Work to do = Write out, please, the line containing "Place a pin on every instance of the chair" together with all lines after it, up to and including the last one, with no other output.

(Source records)
================================

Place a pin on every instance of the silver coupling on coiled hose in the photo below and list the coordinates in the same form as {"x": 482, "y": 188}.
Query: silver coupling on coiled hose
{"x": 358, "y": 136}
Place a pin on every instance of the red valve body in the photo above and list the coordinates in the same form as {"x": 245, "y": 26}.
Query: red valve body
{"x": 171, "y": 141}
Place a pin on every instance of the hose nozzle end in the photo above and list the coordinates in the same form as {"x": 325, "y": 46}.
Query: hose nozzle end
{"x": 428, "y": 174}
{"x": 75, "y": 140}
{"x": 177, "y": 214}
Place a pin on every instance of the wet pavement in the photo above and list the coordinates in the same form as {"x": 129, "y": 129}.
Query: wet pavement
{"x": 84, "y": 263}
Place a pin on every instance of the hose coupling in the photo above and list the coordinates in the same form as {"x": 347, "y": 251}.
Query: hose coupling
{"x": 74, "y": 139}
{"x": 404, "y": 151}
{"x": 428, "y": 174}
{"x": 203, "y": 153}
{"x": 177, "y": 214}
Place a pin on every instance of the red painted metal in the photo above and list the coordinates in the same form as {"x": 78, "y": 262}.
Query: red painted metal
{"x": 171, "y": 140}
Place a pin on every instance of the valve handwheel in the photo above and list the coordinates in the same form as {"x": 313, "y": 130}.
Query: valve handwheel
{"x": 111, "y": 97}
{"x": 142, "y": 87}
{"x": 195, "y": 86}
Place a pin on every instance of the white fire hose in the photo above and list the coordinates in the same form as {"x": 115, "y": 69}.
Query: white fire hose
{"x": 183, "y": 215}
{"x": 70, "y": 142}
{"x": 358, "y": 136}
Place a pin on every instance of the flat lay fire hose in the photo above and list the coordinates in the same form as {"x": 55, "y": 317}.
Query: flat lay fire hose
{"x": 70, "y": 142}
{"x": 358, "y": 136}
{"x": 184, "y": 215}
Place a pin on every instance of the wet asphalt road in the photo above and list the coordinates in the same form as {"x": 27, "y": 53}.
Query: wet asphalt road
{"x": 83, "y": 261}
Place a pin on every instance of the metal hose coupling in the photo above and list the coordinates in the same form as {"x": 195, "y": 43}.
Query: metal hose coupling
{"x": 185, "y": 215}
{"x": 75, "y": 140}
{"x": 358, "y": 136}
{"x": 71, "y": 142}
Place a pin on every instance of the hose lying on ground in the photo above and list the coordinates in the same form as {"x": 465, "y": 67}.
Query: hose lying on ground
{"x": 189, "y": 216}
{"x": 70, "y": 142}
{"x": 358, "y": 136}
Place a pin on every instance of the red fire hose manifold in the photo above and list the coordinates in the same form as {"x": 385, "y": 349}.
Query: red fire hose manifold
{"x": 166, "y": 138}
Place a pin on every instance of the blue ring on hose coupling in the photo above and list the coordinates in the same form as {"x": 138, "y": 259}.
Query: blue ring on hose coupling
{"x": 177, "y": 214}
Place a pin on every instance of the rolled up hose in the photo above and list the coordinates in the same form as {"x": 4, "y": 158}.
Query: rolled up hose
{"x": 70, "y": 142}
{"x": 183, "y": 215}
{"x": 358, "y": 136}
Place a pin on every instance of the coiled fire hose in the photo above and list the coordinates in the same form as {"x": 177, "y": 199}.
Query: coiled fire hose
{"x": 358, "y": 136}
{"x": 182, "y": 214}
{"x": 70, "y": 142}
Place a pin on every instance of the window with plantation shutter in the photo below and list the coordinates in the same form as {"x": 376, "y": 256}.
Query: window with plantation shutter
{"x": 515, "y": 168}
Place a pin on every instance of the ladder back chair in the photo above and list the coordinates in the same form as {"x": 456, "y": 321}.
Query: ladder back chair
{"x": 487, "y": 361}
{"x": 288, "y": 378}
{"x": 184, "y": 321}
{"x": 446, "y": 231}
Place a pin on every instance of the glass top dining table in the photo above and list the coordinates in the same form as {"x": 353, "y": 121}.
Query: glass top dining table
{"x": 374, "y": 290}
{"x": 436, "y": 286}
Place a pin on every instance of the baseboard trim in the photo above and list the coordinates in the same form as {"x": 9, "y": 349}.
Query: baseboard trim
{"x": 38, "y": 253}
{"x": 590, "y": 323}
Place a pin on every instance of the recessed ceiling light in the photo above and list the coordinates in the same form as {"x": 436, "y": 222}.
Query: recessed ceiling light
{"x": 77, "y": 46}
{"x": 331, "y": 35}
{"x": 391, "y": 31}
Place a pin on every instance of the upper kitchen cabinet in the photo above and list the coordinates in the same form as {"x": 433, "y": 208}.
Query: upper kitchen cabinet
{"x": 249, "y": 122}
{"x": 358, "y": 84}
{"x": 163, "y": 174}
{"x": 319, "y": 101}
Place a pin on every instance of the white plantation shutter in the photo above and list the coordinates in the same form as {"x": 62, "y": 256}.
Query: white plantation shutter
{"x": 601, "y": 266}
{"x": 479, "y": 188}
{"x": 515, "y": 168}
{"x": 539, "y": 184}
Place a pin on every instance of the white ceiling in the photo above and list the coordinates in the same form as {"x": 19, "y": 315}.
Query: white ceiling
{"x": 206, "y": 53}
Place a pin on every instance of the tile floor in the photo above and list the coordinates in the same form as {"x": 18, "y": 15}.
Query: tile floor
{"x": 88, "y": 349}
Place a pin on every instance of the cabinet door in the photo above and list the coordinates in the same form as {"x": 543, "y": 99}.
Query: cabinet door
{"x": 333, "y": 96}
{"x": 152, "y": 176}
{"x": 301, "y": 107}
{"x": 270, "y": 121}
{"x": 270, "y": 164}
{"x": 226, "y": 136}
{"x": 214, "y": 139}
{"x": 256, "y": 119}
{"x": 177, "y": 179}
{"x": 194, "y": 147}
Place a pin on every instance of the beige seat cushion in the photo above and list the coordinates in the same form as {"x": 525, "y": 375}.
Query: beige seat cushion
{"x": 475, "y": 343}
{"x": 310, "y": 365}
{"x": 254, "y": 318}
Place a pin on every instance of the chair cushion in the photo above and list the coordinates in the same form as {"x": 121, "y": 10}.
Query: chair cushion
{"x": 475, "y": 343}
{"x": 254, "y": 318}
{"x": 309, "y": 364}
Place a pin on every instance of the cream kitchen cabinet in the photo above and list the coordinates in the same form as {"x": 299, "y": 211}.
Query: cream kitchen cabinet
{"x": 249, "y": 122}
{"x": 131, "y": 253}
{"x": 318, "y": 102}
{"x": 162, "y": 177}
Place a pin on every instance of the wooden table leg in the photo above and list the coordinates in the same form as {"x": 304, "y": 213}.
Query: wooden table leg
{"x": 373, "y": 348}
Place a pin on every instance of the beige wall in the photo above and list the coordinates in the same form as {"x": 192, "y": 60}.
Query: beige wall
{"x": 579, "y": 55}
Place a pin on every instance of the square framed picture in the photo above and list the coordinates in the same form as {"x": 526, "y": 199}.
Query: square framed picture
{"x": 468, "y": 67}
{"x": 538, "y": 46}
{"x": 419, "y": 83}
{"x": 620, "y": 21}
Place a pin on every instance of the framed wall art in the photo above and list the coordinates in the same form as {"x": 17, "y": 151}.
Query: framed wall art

================================

Problem solution =
Place a pin on every instance of the chair cushion in the photo above and list the coordinates in the same form as {"x": 121, "y": 10}.
Query: chair cushion
{"x": 475, "y": 343}
{"x": 254, "y": 318}
{"x": 309, "y": 364}
Place a pin on every instance of the cream kitchen cabinet in the photo above and list the coordinates in the same form as {"x": 299, "y": 211}.
Query: cream kitchen cabinet
{"x": 249, "y": 122}
{"x": 131, "y": 253}
{"x": 318, "y": 102}
{"x": 162, "y": 177}
Place a pin on every instance of the wooden table leg in the photo above and list the coordinates in the same form as {"x": 304, "y": 213}.
Query: wooden table leg
{"x": 373, "y": 348}
Place a pin on every instance of the beige wall in the photo above and list the coordinates in the same form as {"x": 192, "y": 60}.
Query: beige wall
{"x": 579, "y": 55}
Place a pin on every instance of the square framed picture in the photo above and list the coordinates in the same form as {"x": 526, "y": 199}.
Query: square framed picture
{"x": 468, "y": 67}
{"x": 538, "y": 46}
{"x": 419, "y": 83}
{"x": 620, "y": 21}
Place a pin on every instance of the framed wall art in the photo above and list the coordinates in the same form as {"x": 17, "y": 151}.
Query: framed wall art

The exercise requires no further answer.